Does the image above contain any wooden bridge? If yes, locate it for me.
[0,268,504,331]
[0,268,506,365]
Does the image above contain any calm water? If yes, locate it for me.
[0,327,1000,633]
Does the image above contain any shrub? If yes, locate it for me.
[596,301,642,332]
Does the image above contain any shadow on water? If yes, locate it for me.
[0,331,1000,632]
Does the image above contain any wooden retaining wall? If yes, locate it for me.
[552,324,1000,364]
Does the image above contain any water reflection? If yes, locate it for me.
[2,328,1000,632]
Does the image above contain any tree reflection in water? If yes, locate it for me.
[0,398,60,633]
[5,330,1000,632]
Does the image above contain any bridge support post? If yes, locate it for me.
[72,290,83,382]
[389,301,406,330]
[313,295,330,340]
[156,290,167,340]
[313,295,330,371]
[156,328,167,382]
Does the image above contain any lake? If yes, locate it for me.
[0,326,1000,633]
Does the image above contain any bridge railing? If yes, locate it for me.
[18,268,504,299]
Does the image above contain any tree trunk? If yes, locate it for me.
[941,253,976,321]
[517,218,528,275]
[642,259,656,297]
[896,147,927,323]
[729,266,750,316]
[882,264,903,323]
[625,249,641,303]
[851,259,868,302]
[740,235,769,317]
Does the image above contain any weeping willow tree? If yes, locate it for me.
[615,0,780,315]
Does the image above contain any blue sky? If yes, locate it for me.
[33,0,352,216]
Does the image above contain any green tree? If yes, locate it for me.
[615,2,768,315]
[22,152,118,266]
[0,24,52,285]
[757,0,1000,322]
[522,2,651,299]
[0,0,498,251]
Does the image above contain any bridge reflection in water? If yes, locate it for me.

Set problem —
Rewrite every one of the records above, replacing "locate it for me" with "give its bounding box" wherever it occurs and leaving everything else unchanged.

Full output —
Does the image above contain any wooden bridge? If yes, give its bounding box.
[0,268,504,331]
[0,268,506,365]
Does the image above contain any calm water? If yes, give its bounding box.
[0,327,1000,633]
Does the image above contain any shrub? If yes, give its bounding box.
[596,301,642,332]
Does the image above contain any shadow on water? If yes, give its bounding box.
[0,331,1000,632]
Does the image above contain any wooden retaining wall? If yes, give its bounding box.
[552,324,1000,364]
Does the image above contain any water reflection? If yes, give its bounding box.
[2,328,1000,632]
Does the image above contain any tree reflection in water? If yes, give its bounding box.
[0,398,60,633]
[5,330,1000,632]
Does the image above contain any bridge support post? If yes, give its bounding box.
[72,290,83,382]
[389,301,406,330]
[313,295,330,340]
[156,290,167,340]
[313,295,330,371]
[156,328,167,382]
Does the image above contain any lake? If yes, give its bounding box.
[0,326,1000,633]
Does the image above contain any bridge railing? If yes, give its bounding box.
[18,268,504,299]
Does the image above contain any tree trunk? If yes, give its bounding box.
[941,253,976,321]
[517,218,528,275]
[642,259,656,297]
[896,147,927,323]
[729,266,750,316]
[882,264,903,323]
[625,249,641,303]
[851,259,868,302]
[740,235,769,317]
Does the image above contain any weeping willow tree? If yes, give its bounding box.
[615,0,780,315]
Does the image above contain any blue sky? If yes, give its bounding box.
[33,0,352,216]
Does the image above contain any green tree? If yes, give its bounding box.
[615,2,768,315]
[22,152,118,266]
[0,24,52,285]
[757,0,1000,322]
[522,2,651,299]
[0,0,498,251]
Does the image above contain any bridge reflection in water? If yes, give its bounding box.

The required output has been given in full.